YOUR OBJECTIVE: With both ends included, transcribe exactly the records below from their first line to the line that contains "output: a list".

##### RECORDS FOR PROCESSING #####

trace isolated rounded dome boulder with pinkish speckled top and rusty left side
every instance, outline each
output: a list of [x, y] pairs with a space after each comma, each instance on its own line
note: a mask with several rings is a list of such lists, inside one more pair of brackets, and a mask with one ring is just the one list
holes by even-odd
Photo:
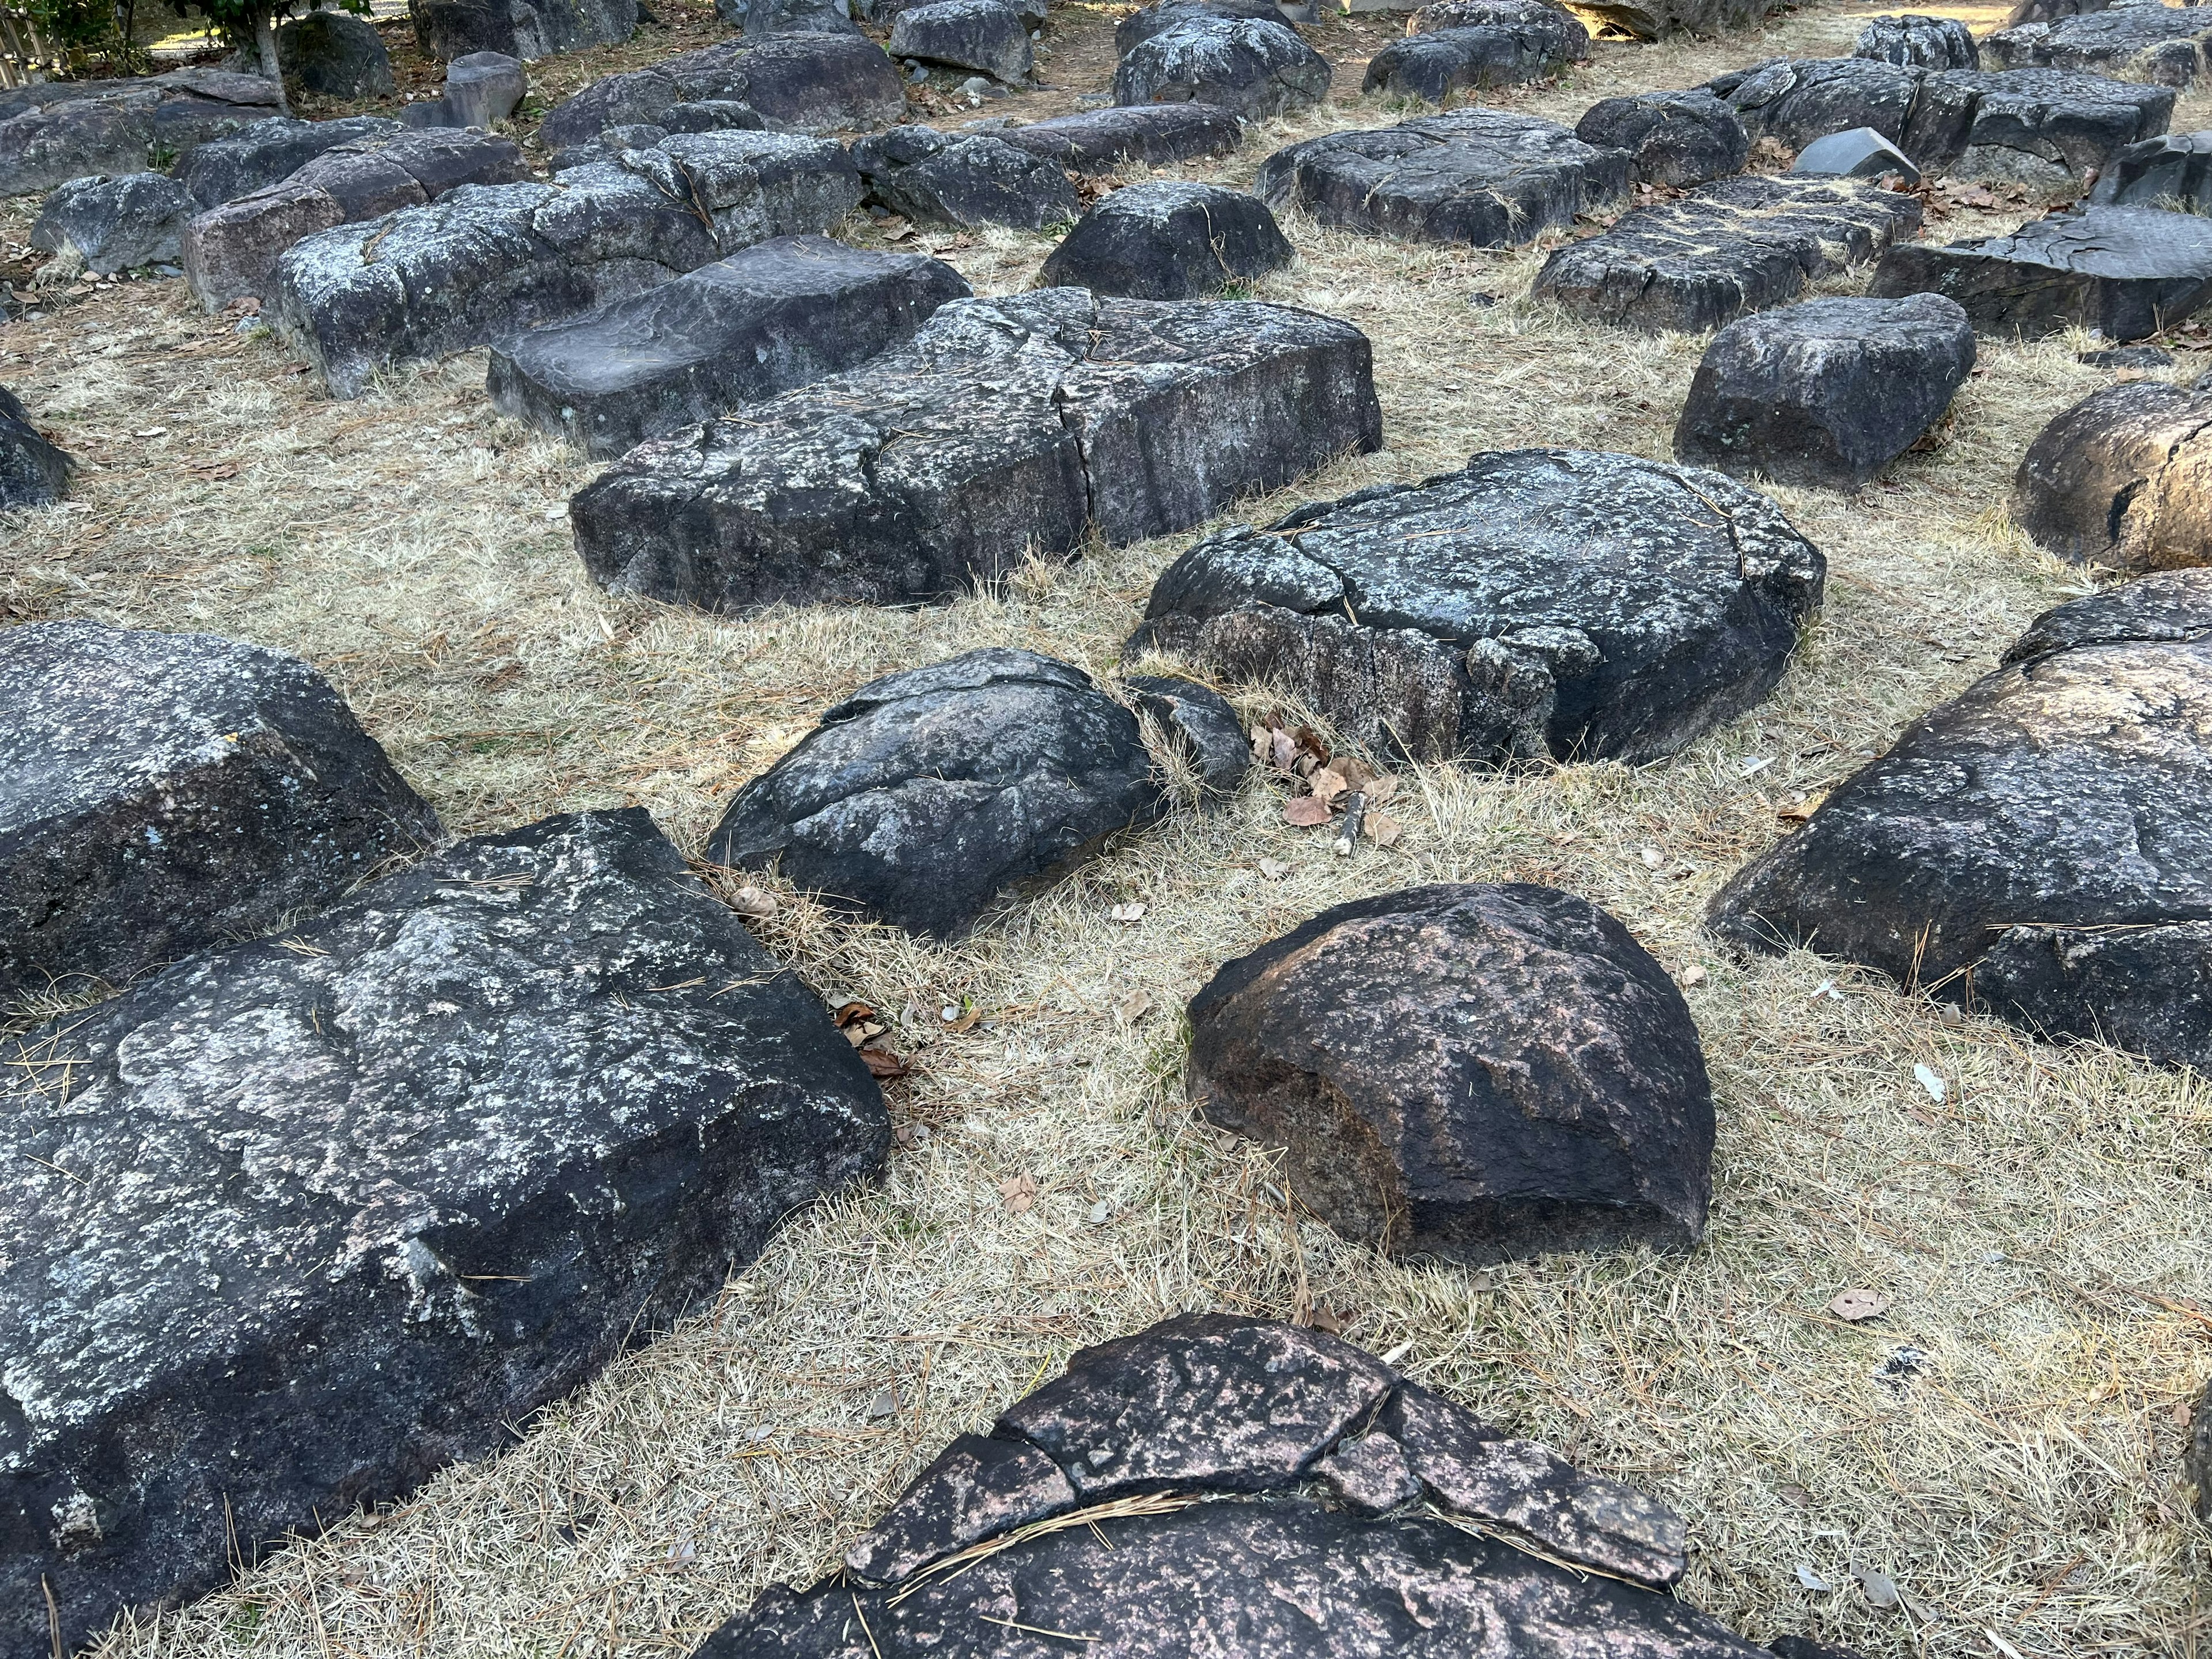
[[1705, 1237], [1690, 1009], [1588, 900], [1511, 883], [1321, 911], [1190, 1000], [1190, 1095], [1391, 1254], [1489, 1263]]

#####

EXERCISE RESULT:
trace isolated rounded dome boulder with pinkish speckled top and rusty left side
every instance, outline each
output: a list of [x, y] pairs with a space after each comma, each instance on its own line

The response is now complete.